- [What to do] Give back the lines below verbatim, omitting all pictures.
—————
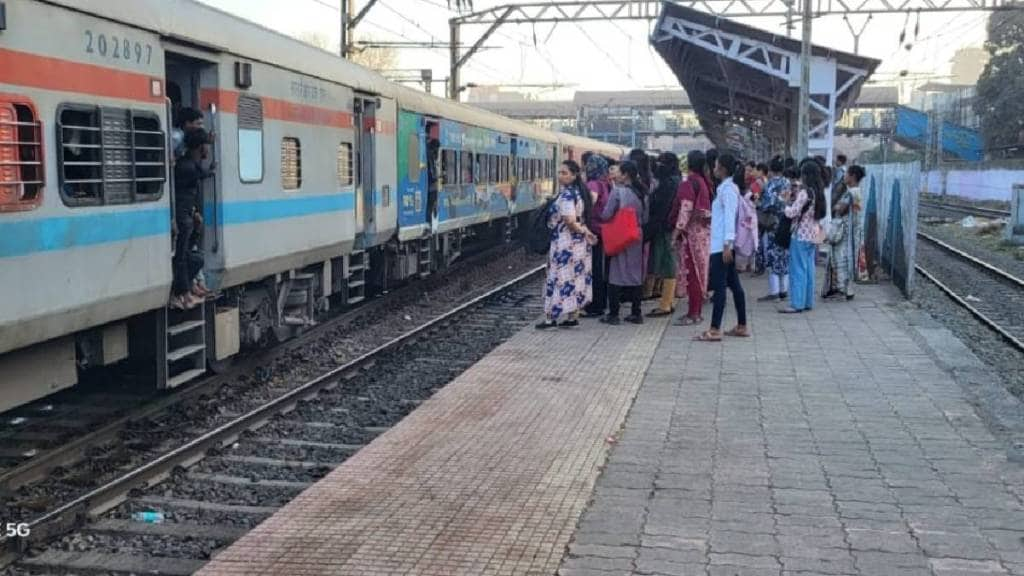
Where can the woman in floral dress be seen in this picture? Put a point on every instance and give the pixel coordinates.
(776, 258)
(569, 285)
(692, 236)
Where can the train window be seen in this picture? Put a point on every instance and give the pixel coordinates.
(450, 170)
(493, 168)
(413, 158)
(110, 155)
(22, 174)
(250, 139)
(466, 163)
(345, 164)
(291, 163)
(150, 154)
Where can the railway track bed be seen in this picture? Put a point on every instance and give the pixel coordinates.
(210, 499)
(282, 456)
(993, 296)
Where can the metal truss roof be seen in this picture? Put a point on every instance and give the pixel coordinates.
(739, 76)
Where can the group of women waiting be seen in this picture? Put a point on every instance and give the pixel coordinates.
(702, 221)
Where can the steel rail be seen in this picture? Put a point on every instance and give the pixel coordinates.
(973, 259)
(973, 210)
(991, 324)
(102, 498)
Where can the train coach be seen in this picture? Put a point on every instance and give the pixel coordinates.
(324, 189)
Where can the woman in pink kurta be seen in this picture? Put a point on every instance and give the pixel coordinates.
(693, 236)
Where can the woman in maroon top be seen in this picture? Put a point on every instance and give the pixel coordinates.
(692, 236)
(598, 184)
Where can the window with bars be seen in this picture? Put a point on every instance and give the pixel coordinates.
(250, 139)
(291, 163)
(22, 173)
(450, 168)
(345, 164)
(110, 155)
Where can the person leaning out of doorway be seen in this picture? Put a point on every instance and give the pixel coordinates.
(189, 174)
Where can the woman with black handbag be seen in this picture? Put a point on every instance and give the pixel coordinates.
(803, 215)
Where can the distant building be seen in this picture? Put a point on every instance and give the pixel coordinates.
(967, 65)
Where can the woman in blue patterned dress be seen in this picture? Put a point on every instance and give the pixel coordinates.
(569, 285)
(773, 201)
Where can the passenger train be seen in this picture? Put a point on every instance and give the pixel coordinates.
(321, 192)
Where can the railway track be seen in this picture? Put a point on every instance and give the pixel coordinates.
(963, 209)
(994, 296)
(215, 487)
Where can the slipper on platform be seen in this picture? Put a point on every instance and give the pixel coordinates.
(708, 336)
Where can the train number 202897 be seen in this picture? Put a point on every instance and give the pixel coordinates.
(117, 48)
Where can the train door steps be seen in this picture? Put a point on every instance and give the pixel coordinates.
(184, 327)
(185, 345)
(96, 563)
(183, 530)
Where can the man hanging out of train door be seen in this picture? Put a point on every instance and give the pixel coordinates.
(188, 177)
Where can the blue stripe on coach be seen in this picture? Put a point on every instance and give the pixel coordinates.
(44, 235)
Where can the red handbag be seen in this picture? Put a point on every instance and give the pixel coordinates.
(622, 231)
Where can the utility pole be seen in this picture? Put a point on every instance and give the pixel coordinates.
(344, 45)
(804, 112)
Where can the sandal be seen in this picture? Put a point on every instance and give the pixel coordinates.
(689, 321)
(738, 332)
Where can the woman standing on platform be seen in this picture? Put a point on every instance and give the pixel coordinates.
(568, 287)
(599, 188)
(776, 258)
(626, 269)
(692, 236)
(806, 210)
(660, 225)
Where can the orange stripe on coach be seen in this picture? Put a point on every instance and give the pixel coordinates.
(24, 69)
(227, 100)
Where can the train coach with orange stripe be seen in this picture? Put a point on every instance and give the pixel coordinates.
(320, 194)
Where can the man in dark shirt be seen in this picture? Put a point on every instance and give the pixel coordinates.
(188, 177)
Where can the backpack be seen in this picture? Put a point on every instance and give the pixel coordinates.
(540, 234)
(783, 234)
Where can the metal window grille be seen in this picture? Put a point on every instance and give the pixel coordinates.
(22, 173)
(110, 155)
(345, 164)
(291, 163)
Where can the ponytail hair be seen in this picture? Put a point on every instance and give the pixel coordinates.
(810, 174)
(735, 169)
(581, 188)
(630, 169)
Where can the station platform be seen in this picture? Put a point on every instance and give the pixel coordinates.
(856, 439)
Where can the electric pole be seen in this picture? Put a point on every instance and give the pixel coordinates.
(804, 112)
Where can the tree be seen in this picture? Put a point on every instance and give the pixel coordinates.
(1000, 87)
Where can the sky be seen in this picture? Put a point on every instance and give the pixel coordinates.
(604, 55)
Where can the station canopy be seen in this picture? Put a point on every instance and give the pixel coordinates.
(743, 82)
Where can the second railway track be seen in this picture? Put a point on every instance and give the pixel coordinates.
(992, 295)
(259, 460)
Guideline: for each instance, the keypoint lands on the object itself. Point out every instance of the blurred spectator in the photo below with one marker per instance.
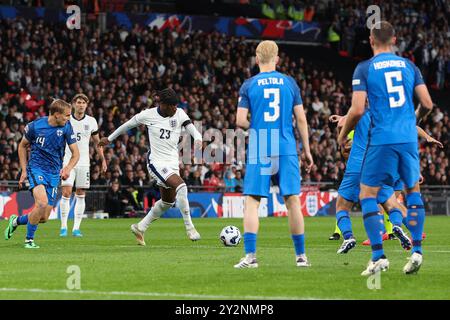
—————
- [Exercise answer]
Where can the woman in floral dress be seen in this picture? Put a point on every instance and give the pixel coordinates.
(776, 258)
(569, 285)
(692, 236)
Where can the train window be seen in this picture? Put a point on every instance and give the pixel coordinates.
(450, 170)
(493, 168)
(413, 158)
(110, 155)
(22, 174)
(250, 139)
(466, 163)
(345, 164)
(291, 163)
(150, 154)
Where can the railway track bed be seen in this picture? Put a point on every instance and give the pixel coordinates.
(210, 499)
(282, 456)
(993, 296)
Where can the metal truss roof be seen in this picture? Put a point on every instance and give the pixel coordinates.
(739, 76)
Where can the group of women waiting be seen in this picture? Put a point on every instance and give the pixel coordinates.
(702, 221)
Where can the steel rail be seen in this picture? Put a point on every instance and give the pixel coordinates.
(973, 259)
(973, 210)
(991, 324)
(102, 498)
Where can the train coach be seen in this picture? Put a point on every instance and give the pixel coordinates.
(324, 189)
Where can the woman in pink kurta be seen in this picture? Put a point on every instance and give the pixel coordinates.
(693, 236)
Where can the woman in maroon top be seen in this picture? Put a point on every instance and give the pixel coordinates.
(692, 236)
(598, 184)
Where can the window with bars be seen in this picture? Put a point on every instance and give the pixel coordinates.
(250, 139)
(291, 163)
(22, 173)
(450, 168)
(345, 164)
(110, 155)
Where can the person leaning out of doorway be seen in this picture? Put a point on every instance and give the pixel coordinates.
(189, 174)
Where can the woman with black handbag be seen in this picture? Put a point on every instance and give the pixel coordinates.
(803, 215)
Where can the distant building be seen in this picture? Put a point on every instance and give the pixel coordinates.
(967, 65)
Where can the woman in blue patterned dress be seen in this picture? Put a point on every instance and give the pixel coordinates.
(569, 285)
(773, 201)
Where can the passenger train be seen in this picture? Put a point on every instance and give the pixel coordinates.
(321, 192)
Where can the railway track be seen in this picture? Put a point on every instance and give the pixel coordinates.
(963, 209)
(994, 296)
(215, 487)
Where can the slipper on platform be seen in this picture? Put a point on every instance and give the pixel coordinates.
(708, 336)
Where can the train number 202897 be seen in this picture? Put a point on every instance and give the pixel coordinates.
(117, 48)
Where can the train door steps be seen in this picture? Put a point on every instance and give the pixel coordinates.
(184, 327)
(185, 345)
(96, 563)
(183, 530)
Where can the man hanging out of train door be seen in this picture? Put a point on every instance and give the pixel coordinates.
(188, 177)
Where can the blue stripe on coach be seen in this picture? Put a point on every instance and give the pixel coordinates.
(44, 235)
Where can the red handbag be seen in this picture? Put a point on every instance and give the pixel coordinates.
(622, 231)
Where can the utility pole be seen in this picture? Put a point on every instance and give the pixel coordinates.
(344, 45)
(804, 112)
Where can the sandal be seen in this picture? Put a point on every instance and give the pixel coordinates.
(689, 321)
(738, 332)
Where can the woman standing on platform be seen in this picture? Put a point on every instance and give the pixel coordinates.
(568, 287)
(599, 188)
(776, 258)
(626, 269)
(692, 236)
(806, 210)
(660, 225)
Where can the orange stripe on coach be seen in this picture? Put a point on every instance and give the pixel coordinates.
(24, 69)
(227, 100)
Where can the train coach with orange stripe be seen in this picture? Put a point on every instance and give the pixel coordinates.
(320, 194)
Where can the man in dark shirt be seen in this picture? Put a point on every instance and give the pixel coordinates.
(188, 177)
Where can the backpack be seen in this picture? Put a point on every instance and give the pixel coordinates.
(540, 234)
(783, 234)
Where can the metal window grille be seen in this picture? Put a point on every instance and give the pixel coordinates.
(22, 173)
(110, 155)
(345, 164)
(291, 163)
Where can the ponytail hair be seen in this picture? Put a point on every instance and give the pixel coordinates.
(810, 174)
(735, 169)
(581, 188)
(630, 169)
Where can the station platform be seen in this picture? Put a point on every instance and give the pixel coordinates.
(856, 439)
Where can the electric pole be seen in this picture? Put a point on every instance and give the pixel coordinates.
(804, 112)
Where can the tree be seen in this picture? Put a point on every instance and give the pixel coordinates.
(1000, 87)
Where can the sky be seen in this picture? Put a point on every instance and give the pixel coordinates.
(604, 55)
Where can the station canopy be seen in this picture? Put a point on every instance and give the pixel coordinates.
(743, 82)
Where can the second railway track be seen in this picture? Put a point on every instance and give the pixel coordinates.
(992, 295)
(259, 460)
Guideline: for each instance, the keypoint lands on the object itself. Point out every instance of the blurred spectator in the photo below with one marker per instance.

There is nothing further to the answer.